Task details: Please reproduce everything in the data below from the line containing "Could you help me find the shirtless" down to the line containing "column 537, row 607", swapping "shirtless man" for "bare-chested man" and leaving all else unchanged. Give only those lines.

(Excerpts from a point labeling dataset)
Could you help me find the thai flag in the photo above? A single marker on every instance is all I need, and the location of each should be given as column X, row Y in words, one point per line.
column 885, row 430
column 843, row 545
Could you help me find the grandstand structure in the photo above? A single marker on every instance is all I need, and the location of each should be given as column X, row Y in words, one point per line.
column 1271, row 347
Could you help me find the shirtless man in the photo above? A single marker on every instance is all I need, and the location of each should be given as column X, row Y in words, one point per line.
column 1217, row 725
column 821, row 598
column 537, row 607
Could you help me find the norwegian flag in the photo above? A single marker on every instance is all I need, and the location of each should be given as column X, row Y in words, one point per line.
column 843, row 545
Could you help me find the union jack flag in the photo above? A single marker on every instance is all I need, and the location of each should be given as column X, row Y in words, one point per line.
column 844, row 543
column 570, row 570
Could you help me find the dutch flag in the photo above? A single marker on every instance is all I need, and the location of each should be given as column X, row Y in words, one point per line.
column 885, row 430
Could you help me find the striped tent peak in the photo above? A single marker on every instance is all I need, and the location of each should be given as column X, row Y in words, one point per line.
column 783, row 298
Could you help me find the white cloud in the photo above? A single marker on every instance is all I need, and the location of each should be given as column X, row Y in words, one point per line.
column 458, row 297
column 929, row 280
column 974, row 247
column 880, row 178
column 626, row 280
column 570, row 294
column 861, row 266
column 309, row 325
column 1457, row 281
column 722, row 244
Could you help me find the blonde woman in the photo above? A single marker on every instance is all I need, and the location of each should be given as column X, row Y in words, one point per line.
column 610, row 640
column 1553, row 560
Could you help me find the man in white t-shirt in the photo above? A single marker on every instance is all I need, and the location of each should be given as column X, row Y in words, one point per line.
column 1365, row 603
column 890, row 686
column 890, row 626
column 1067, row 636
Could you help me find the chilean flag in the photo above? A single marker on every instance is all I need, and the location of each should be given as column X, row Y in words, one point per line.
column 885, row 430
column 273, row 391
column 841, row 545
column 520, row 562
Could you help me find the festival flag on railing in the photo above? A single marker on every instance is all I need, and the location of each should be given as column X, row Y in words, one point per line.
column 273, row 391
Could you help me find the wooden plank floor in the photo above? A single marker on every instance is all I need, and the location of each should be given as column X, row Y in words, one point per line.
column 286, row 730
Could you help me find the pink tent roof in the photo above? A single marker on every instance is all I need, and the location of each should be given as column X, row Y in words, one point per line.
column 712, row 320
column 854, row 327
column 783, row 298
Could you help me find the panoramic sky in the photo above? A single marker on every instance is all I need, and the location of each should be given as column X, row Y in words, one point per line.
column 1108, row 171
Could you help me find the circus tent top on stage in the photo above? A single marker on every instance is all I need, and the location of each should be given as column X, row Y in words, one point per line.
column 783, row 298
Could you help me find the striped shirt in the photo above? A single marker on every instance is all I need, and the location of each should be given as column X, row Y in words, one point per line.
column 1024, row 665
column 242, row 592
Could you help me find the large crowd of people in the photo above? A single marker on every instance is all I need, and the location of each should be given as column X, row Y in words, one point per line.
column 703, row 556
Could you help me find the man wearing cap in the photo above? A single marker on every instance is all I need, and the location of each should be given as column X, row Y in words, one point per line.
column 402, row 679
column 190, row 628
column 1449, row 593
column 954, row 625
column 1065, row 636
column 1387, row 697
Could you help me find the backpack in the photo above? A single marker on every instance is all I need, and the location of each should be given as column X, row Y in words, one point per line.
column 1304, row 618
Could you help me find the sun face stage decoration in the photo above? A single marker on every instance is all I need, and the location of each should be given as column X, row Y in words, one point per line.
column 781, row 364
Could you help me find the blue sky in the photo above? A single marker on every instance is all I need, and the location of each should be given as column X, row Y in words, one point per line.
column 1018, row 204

...

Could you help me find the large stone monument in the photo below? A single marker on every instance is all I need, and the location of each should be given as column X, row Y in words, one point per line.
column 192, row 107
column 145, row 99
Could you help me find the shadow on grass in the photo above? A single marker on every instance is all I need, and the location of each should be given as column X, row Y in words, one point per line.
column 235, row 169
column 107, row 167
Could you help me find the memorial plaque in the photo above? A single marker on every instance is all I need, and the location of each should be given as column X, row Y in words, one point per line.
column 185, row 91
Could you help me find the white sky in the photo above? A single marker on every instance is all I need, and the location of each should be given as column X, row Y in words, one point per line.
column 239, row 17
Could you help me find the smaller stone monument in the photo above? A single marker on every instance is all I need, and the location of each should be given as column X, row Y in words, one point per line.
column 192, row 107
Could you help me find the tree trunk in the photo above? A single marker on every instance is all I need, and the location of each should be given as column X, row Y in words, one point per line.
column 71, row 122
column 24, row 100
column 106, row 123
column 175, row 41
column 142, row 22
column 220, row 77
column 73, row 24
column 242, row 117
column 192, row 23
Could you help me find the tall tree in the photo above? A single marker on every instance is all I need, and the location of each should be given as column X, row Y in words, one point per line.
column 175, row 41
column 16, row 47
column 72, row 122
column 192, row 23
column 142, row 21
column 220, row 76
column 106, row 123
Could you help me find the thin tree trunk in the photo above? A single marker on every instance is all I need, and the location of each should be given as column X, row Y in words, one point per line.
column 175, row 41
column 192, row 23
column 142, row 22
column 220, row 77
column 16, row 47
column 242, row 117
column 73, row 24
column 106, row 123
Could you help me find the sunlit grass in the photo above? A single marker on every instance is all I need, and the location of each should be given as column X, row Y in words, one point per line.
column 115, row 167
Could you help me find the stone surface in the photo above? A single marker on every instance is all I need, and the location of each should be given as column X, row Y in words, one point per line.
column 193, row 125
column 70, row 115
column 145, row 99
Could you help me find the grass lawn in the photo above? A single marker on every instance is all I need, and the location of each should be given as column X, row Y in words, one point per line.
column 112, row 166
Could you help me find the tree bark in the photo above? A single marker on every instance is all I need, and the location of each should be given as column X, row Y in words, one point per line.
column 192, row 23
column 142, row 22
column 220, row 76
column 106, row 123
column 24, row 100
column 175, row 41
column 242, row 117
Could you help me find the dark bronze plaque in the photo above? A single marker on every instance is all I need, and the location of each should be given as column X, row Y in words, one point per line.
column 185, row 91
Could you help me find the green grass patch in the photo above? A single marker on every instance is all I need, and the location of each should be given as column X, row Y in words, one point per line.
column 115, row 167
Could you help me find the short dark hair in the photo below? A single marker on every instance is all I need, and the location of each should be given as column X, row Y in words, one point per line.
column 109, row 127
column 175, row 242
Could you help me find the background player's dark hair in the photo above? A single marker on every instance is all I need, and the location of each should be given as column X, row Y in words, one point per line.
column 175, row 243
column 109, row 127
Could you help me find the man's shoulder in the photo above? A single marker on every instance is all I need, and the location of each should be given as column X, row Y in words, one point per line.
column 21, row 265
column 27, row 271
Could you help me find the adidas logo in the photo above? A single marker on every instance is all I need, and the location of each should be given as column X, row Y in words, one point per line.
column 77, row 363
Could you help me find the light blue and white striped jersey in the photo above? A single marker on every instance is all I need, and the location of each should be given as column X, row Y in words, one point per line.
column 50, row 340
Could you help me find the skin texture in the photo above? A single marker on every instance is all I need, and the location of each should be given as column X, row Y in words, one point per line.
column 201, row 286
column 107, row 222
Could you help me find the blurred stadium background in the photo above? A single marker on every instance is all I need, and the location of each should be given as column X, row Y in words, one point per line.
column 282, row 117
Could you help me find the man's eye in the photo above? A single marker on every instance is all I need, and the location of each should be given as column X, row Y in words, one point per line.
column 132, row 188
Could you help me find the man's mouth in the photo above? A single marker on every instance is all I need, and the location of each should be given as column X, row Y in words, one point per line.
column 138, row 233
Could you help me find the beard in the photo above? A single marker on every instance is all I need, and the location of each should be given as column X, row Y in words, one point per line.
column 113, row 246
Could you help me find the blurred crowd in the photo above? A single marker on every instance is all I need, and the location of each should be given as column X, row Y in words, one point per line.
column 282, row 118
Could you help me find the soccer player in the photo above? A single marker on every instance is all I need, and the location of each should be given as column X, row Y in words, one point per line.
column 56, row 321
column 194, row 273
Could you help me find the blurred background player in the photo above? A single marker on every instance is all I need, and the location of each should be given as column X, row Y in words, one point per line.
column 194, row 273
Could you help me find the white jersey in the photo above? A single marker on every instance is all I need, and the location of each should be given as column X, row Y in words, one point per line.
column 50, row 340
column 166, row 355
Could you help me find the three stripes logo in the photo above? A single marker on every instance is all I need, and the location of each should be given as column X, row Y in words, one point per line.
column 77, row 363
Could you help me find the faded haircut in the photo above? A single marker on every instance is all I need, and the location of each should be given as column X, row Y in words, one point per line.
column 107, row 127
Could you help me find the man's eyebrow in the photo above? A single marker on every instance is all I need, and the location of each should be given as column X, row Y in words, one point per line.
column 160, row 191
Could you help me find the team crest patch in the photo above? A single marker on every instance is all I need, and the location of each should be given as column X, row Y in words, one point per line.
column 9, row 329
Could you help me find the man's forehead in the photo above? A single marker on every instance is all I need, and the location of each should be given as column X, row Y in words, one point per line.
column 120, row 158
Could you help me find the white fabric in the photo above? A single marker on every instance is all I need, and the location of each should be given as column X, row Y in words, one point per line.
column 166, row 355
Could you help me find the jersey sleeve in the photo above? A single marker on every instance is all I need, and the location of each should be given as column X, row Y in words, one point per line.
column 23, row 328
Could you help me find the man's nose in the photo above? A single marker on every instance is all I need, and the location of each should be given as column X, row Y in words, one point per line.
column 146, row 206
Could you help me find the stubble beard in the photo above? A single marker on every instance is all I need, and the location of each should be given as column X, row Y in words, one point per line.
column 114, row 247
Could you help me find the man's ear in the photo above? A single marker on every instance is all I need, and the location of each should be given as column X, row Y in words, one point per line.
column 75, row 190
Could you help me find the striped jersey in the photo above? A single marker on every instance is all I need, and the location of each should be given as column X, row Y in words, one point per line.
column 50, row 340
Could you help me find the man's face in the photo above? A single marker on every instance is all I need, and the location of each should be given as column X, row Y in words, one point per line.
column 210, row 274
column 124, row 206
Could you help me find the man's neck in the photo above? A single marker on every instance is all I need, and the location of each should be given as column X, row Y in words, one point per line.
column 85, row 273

==

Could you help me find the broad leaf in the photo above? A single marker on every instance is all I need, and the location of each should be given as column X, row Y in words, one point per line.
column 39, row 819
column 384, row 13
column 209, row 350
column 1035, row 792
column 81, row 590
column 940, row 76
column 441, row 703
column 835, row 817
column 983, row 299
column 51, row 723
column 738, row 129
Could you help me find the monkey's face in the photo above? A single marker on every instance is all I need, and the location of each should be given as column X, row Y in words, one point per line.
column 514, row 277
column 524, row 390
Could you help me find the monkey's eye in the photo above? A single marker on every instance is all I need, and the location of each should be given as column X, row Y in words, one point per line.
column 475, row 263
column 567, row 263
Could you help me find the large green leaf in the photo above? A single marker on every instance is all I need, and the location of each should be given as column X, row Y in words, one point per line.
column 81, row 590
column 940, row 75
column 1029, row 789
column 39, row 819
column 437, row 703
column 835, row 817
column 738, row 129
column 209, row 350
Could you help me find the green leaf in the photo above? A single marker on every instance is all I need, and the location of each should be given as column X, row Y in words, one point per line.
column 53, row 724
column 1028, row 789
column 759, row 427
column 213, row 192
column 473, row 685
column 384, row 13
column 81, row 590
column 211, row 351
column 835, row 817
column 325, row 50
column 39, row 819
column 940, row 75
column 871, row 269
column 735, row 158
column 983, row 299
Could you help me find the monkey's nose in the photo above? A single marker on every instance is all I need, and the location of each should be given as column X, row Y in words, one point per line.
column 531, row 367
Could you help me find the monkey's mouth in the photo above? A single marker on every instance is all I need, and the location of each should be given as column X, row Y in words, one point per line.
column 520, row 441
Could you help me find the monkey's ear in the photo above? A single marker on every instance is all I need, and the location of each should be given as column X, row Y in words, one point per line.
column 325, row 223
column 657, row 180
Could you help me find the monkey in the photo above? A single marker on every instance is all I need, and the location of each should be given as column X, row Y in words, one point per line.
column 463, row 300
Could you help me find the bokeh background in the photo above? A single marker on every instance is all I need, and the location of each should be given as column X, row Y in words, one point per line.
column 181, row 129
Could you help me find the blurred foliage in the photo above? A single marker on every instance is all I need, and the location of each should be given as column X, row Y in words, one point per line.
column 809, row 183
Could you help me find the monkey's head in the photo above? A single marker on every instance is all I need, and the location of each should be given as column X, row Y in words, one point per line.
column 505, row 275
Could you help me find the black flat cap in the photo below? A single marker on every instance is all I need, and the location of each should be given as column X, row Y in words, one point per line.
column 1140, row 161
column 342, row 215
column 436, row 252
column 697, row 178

Written solution:
Could you help me find the bare-chested man in the photo above? A single marker on every instance is all I need, and the location of each should be given as column X, row Y in words, one point per line.
column 1217, row 725
column 821, row 598
column 537, row 607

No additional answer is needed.